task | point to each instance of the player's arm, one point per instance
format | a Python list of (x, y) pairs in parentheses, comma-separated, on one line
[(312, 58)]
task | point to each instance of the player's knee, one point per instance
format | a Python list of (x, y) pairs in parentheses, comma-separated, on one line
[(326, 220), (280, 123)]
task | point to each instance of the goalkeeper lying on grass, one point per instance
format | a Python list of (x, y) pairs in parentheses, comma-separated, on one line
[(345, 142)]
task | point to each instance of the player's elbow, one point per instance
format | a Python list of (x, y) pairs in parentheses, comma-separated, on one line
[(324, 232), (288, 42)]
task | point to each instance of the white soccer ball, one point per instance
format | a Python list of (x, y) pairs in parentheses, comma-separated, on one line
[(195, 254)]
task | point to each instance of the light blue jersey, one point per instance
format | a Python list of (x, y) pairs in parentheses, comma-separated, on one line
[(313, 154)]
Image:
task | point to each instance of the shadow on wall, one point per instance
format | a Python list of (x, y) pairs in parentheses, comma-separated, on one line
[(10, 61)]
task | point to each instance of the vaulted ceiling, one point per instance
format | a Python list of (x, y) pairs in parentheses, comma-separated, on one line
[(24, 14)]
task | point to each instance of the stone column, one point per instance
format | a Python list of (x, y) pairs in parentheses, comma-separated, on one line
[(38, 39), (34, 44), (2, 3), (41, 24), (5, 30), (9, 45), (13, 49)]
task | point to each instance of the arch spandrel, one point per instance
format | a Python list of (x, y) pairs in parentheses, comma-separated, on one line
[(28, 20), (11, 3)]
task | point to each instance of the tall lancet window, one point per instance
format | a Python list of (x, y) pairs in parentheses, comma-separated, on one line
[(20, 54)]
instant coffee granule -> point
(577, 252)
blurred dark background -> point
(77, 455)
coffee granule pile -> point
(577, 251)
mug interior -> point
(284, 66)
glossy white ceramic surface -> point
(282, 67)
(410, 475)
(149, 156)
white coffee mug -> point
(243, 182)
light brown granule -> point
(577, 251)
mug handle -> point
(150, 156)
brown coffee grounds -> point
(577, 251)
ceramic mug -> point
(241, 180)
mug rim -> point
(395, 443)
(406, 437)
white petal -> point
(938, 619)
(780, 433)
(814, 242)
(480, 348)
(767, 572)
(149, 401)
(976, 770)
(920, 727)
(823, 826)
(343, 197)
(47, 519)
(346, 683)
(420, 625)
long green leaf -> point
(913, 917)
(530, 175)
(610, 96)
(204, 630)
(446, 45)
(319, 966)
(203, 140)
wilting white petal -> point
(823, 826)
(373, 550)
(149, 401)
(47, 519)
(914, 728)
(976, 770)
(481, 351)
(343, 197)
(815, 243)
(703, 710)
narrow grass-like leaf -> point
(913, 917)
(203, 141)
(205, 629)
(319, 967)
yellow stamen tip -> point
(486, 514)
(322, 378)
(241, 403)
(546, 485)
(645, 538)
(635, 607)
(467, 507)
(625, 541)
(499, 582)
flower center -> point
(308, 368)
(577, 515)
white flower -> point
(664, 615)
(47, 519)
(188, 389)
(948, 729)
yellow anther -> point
# # #
§ The task: Repeat the preceding lines exactly, please, every one of them.

§ Response to this task:
task | point to each instance of the player's arm, one point per instance
format | a Python list of (x, y) pairs in parentheses, comma-separated, on one line
[(312, 58)]
task | point to each instance of the player's knee, one point per instance
format | a Python list of (x, y) pairs in parentheses, comma-separated, on one line
[(326, 220), (280, 123)]
task | point to each instance of the goalkeeper lying on grass, one point per instance
format | a Python list of (x, y) pairs in parentheses, comma-separated, on one line
[(345, 142)]
task | point to each instance of the player's elbow, one point per instance
format | a Python list of (x, y) pairs in parentheses, comma-separated, on one line
[(324, 232), (288, 42)]
task | point to each instance of the white soccer ball, one point per instance
format | a Python list of (x, y) pairs in parentheses, comma-separated, on one line
[(195, 254)]
task | point to each instance of the light blue jersey, one point per instance
format | a Python list of (x, y) pairs in parentheses, comma-separated, on one line
[(313, 154)]
Image:
task | point to each instance of the shadow on wall, one point per instance
format | a Python list of (x, y) pairs in parentheses, comma-separated, on one line
[(10, 61)]
task | point to each instance of the vaulted ceiling, one point per instance
format | a Python list of (x, y) pairs in parentheses, comma-separated, on one line
[(24, 14)]
task | point to each instance of the stone column, one point per instance
format | a Python list of (x, y) pairs in parentheses, comma-separated, on one line
[(38, 39), (34, 44), (2, 3), (41, 24), (5, 30), (9, 45), (13, 49)]
task | point to each instance of the arch spandrel, one point per instance
format | a Python list of (x, y) pairs in parentheses, comma-separated, on one line
[(28, 20), (11, 3)]
task | point to each instance of the tall lancet window, one point per instance
format | a Python list of (x, y) pairs in parentheses, comma-separated, on one line
[(20, 54)]
instant coffee granule -> point
(577, 252)
blurred dark background -> point
(77, 455)
coffee granule pile -> point
(577, 251)
mug interior -> point
(284, 66)
glossy white ceramic surface -> point
(282, 67)
(410, 475)
(149, 156)
white coffee mug -> point
(243, 182)
light brown granule -> point
(577, 251)
mug handle -> point
(150, 156)
brown coffee grounds -> point
(577, 251)
ceramic mug -> point
(241, 180)
mug rim -> point
(395, 443)
(406, 437)
white petal -> point
(938, 619)
(780, 433)
(814, 242)
(480, 348)
(767, 572)
(149, 401)
(976, 770)
(920, 727)
(823, 826)
(343, 197)
(47, 519)
(346, 683)
(420, 625)
long green leaf -> point
(913, 917)
(530, 175)
(610, 96)
(204, 630)
(446, 45)
(319, 966)
(203, 140)
wilting white petal -> point
(823, 826)
(373, 550)
(149, 401)
(47, 519)
(914, 728)
(976, 770)
(481, 351)
(343, 197)
(815, 243)
(703, 710)
narrow grass-like leaf -> point
(913, 917)
(203, 141)
(205, 629)
(319, 967)
yellow stamen tip -> point
(486, 514)
(322, 378)
(241, 403)
(546, 485)
(645, 538)
(635, 607)
(467, 507)
(625, 541)
(499, 582)
flower center -> point
(308, 368)
(577, 515)
white flower -> point
(664, 615)
(47, 519)
(188, 389)
(948, 729)
yellow anther -> point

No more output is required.